Description of the task:
Among the records below, one line contains "Place a point on each instance of the eyeglasses, giving"; copy that line and all that follow it, exactly as written.

Source material:
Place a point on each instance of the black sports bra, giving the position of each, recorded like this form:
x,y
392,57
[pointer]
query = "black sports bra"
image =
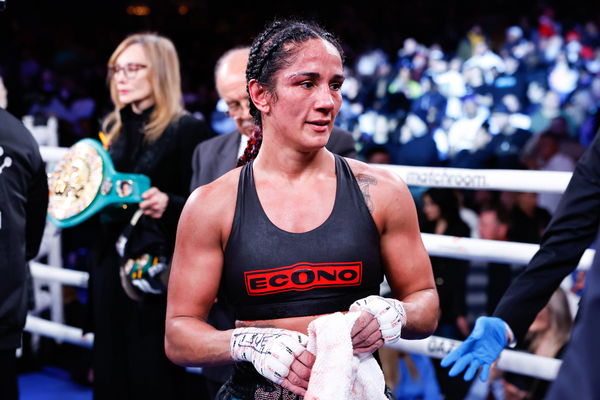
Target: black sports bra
x,y
270,273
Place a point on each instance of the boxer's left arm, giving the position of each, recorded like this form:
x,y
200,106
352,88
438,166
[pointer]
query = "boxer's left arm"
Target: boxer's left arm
x,y
406,262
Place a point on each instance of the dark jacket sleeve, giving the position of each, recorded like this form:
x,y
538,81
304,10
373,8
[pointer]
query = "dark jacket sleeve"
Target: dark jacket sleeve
x,y
571,231
190,132
37,204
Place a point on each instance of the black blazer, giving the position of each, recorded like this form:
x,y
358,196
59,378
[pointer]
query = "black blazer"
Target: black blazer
x,y
217,156
23,204
571,231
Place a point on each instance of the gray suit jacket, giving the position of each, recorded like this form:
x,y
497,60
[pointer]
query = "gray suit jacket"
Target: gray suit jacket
x,y
217,156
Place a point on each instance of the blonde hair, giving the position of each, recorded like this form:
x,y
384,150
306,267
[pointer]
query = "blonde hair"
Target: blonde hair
x,y
559,331
165,79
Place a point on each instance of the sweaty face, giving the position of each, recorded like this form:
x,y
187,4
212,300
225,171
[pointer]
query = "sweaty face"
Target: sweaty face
x,y
307,96
132,78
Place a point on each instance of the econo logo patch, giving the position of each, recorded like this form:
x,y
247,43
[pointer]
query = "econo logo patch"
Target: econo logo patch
x,y
303,276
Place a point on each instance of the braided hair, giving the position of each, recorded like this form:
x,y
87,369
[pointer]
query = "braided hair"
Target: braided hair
x,y
272,51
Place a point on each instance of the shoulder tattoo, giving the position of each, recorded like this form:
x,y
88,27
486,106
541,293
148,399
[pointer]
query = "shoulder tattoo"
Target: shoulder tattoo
x,y
364,182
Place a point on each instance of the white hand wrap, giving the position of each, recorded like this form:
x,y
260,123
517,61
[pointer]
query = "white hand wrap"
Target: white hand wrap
x,y
389,313
270,350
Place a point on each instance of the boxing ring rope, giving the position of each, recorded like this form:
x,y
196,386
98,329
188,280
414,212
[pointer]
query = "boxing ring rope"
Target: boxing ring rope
x,y
436,245
488,179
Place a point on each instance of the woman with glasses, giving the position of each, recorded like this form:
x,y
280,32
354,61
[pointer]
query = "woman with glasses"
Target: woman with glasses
x,y
149,133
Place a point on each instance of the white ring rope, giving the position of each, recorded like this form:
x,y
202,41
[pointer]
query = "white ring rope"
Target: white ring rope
x,y
434,346
517,362
490,179
68,277
488,250
436,245
461,178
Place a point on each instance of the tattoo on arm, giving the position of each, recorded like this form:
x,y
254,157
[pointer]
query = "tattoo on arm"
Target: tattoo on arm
x,y
364,181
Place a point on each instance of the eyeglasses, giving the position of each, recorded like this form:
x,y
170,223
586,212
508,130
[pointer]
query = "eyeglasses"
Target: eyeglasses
x,y
129,70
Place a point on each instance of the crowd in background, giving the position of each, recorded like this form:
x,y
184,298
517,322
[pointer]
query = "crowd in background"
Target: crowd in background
x,y
527,98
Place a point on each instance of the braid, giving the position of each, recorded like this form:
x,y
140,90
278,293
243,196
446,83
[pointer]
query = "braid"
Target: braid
x,y
269,54
252,147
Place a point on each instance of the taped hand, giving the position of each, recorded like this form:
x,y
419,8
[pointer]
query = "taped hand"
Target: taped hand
x,y
389,313
279,355
480,349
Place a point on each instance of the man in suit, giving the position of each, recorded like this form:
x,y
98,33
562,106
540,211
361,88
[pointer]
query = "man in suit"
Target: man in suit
x,y
572,230
23,203
219,155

Task solution:
Place a point on each instance of the eyeglasses, giving the position of each, recorded like this form:
x,y
170,223
586,212
508,130
[pointer]
query = "eyeglasses"
Target: eyeglasses
x,y
129,70
Place a point on each instance of the crowd in background, giving the position of each, recorded like this form:
x,y
184,298
517,322
[pointer]
query = "crowd in background"
Target: crowd in background
x,y
527,98
Place a point on each instance of the braid, giving the position of each, recorded like this form:
x,y
140,90
278,293
243,196
446,83
[pointer]
query = "braid"
Target: braid
x,y
269,54
252,147
Place a point on each instance of the taped hand, giving the position of each, recorded like this form:
x,y
419,8
[pointer]
query = "taped hand"
Target: taped hand
x,y
389,313
279,355
480,349
Place a point on each instance of the man in suit, giving the position of each, recorded like this form:
x,y
98,33
562,106
540,211
361,88
[pointer]
query = "man in suit"
Target: man in suit
x,y
572,230
23,203
219,155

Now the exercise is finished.